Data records
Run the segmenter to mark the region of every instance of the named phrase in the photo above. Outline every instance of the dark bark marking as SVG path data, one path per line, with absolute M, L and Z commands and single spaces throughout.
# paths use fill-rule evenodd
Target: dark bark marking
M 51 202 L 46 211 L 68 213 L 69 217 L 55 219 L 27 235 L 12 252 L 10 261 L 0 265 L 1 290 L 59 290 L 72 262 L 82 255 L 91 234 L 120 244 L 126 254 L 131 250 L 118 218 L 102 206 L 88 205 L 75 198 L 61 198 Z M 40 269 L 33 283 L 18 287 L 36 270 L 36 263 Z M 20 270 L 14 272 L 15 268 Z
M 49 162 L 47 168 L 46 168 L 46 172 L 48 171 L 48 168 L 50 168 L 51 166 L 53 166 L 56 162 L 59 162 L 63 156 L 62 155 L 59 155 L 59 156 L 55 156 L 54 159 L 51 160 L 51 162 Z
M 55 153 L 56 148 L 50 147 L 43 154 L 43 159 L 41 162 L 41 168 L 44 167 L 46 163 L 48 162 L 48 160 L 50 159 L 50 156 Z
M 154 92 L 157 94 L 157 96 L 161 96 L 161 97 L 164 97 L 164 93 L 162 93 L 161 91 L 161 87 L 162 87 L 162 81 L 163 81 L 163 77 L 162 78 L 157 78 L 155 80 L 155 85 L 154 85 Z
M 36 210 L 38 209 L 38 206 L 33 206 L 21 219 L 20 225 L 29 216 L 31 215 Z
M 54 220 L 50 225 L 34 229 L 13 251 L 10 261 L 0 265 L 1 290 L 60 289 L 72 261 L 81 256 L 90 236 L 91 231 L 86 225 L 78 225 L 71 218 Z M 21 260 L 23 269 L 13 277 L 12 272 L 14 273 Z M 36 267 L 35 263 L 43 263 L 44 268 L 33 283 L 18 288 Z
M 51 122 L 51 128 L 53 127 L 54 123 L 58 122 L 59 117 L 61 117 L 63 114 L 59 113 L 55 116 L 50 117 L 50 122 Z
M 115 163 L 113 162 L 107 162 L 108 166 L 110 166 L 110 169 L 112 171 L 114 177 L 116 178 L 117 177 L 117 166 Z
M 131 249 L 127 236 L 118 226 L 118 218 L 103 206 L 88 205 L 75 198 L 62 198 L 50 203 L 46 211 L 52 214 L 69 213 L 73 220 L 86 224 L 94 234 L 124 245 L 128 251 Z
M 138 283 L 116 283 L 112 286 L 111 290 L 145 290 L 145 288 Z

◆ **TASK TO COMPLETE**:
Repeat the part of the data records that opens with the first line and closes with the line containing "M 115 163 L", including both of those lines.

◆ **FULL OUTPUT**:
Run the segmenter to mark the region of every instance of the named phrase in the photo above. Outline every instance of the dark bark marking as SVG path data, one path per line, with absolute M, L and Z commands and single spaces throughout.
# paths use fill-rule evenodd
Target: dark bark marking
M 51 202 L 46 211 L 68 213 L 69 217 L 55 219 L 27 235 L 12 252 L 10 261 L 0 265 L 1 290 L 59 290 L 72 262 L 82 255 L 91 234 L 120 244 L 126 254 L 131 250 L 118 218 L 102 206 L 88 205 L 75 198 L 61 198 Z M 40 269 L 33 283 L 18 287 L 36 270 L 36 263 Z M 20 270 L 14 272 L 15 268 Z
M 49 162 L 47 168 L 46 168 L 46 172 L 48 171 L 48 168 L 50 168 L 51 166 L 53 166 L 56 162 L 59 162 L 63 156 L 62 155 L 59 155 L 59 156 L 55 156 L 54 159 L 51 160 L 51 162 Z
M 55 153 L 56 148 L 50 147 L 43 154 L 43 159 L 41 162 L 41 168 L 44 167 L 46 163 L 48 162 L 48 160 L 50 159 L 50 156 Z
M 154 92 L 157 94 L 157 96 L 161 96 L 161 97 L 164 97 L 164 93 L 162 93 L 161 91 L 161 87 L 162 87 L 162 81 L 163 81 L 163 77 L 162 78 L 157 78 L 155 80 L 155 85 L 154 85 Z
M 36 210 L 38 209 L 38 206 L 33 206 L 21 219 L 20 225 L 29 216 L 31 215 Z
M 54 220 L 50 225 L 34 229 L 13 251 L 10 261 L 0 265 L 1 290 L 60 289 L 72 261 L 81 256 L 90 236 L 91 231 L 86 225 L 78 225 L 71 218 Z M 21 260 L 23 269 L 13 277 L 12 272 L 14 273 Z M 36 267 L 35 263 L 43 263 L 44 268 L 33 283 L 18 288 Z
M 51 122 L 51 128 L 53 127 L 54 123 L 58 122 L 59 117 L 61 117 L 63 114 L 59 113 L 55 116 L 50 117 L 50 122 Z
M 115 163 L 113 162 L 107 162 L 108 166 L 110 166 L 110 169 L 112 171 L 114 177 L 116 178 L 117 177 L 117 166 Z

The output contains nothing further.